** Start of Data provided **

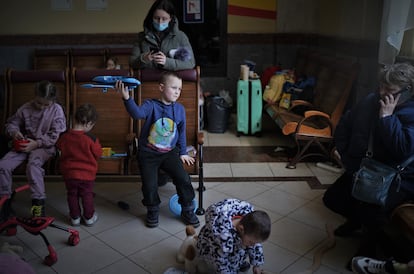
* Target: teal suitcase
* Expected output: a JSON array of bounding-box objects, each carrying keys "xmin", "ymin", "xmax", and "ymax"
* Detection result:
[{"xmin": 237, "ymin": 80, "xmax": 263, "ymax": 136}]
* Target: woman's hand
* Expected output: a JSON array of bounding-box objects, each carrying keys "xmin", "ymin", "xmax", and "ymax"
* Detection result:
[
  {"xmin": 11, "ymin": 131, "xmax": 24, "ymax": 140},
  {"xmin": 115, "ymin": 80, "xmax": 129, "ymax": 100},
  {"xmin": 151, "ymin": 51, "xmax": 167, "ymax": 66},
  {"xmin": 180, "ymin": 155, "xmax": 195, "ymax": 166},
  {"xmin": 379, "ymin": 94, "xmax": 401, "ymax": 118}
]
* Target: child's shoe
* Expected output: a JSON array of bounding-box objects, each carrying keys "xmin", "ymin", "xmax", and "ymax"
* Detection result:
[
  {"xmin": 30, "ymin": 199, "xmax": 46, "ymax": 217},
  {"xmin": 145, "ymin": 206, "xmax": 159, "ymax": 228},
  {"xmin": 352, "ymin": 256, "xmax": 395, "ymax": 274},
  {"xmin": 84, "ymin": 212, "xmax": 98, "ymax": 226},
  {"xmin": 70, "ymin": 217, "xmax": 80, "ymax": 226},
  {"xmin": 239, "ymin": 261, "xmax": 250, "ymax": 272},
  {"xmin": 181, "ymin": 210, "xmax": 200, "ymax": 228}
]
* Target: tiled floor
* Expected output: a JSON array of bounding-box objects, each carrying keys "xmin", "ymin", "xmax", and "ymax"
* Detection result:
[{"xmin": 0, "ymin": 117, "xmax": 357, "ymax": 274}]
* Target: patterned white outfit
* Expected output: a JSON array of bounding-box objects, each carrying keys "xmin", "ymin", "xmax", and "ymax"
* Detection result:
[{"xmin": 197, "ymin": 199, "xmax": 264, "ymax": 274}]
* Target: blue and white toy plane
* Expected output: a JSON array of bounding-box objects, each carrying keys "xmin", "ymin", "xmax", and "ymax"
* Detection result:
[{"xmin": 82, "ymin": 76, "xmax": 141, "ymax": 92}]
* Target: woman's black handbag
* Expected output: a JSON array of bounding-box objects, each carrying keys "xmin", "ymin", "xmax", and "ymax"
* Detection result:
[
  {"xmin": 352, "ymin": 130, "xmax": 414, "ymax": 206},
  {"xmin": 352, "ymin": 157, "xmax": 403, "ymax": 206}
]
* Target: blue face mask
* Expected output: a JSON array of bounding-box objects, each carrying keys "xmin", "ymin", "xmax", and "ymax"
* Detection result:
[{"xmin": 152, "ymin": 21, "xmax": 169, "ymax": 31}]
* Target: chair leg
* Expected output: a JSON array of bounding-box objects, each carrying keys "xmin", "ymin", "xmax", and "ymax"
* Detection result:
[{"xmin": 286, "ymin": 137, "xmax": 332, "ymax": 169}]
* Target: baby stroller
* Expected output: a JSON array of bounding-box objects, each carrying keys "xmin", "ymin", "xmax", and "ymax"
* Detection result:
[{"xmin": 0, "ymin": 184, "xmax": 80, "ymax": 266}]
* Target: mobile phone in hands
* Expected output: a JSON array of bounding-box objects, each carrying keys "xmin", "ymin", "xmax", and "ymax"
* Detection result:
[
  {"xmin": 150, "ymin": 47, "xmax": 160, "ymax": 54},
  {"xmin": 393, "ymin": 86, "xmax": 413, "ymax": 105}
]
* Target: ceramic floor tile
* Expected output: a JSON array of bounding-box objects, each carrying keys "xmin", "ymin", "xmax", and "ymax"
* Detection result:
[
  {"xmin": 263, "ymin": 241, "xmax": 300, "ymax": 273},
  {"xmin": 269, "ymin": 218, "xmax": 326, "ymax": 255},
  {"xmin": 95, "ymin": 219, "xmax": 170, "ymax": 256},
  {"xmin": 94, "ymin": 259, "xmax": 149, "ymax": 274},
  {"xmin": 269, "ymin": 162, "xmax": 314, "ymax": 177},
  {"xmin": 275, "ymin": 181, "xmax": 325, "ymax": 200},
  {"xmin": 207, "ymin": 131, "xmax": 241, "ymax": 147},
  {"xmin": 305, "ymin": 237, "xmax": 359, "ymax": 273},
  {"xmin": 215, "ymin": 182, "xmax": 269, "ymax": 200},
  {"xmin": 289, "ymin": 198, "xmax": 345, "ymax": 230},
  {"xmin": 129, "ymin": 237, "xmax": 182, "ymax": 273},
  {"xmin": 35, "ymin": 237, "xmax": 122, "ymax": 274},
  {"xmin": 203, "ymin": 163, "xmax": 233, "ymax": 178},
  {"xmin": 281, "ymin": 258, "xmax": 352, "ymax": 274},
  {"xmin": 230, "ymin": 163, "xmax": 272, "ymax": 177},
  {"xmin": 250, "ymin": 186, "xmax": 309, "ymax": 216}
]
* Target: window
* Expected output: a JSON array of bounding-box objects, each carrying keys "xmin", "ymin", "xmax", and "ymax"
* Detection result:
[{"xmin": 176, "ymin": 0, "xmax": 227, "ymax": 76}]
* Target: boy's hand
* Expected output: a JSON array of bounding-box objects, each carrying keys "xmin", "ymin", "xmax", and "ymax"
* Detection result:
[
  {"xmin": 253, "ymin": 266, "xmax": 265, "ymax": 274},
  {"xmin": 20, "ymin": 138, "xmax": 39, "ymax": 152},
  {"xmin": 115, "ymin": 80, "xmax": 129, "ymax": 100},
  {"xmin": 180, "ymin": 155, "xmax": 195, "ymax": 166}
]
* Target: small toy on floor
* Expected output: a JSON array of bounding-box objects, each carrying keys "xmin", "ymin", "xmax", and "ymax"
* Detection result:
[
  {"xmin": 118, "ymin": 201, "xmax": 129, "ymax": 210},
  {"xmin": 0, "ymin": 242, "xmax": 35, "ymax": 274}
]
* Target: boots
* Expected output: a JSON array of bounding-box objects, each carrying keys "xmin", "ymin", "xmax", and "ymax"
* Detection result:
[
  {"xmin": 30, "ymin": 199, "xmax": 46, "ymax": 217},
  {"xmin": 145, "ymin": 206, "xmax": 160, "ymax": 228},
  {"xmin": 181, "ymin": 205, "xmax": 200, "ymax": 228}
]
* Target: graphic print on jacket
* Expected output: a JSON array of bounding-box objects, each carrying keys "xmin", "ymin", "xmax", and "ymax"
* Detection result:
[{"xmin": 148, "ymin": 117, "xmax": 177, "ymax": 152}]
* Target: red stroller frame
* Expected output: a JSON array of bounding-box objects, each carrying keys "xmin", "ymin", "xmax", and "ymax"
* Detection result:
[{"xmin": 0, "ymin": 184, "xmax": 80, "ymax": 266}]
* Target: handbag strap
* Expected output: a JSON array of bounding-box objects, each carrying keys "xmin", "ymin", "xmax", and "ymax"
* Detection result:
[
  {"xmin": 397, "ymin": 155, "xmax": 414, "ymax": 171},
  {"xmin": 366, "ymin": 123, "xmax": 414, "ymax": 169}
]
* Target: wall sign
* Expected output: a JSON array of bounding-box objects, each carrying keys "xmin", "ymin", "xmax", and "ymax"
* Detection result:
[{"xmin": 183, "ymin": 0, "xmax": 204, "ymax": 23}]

** End of Data provided **

**Problem to solve:**
Count the lines above that contain the string "white" and reply with that number alone.

**Written response:**
2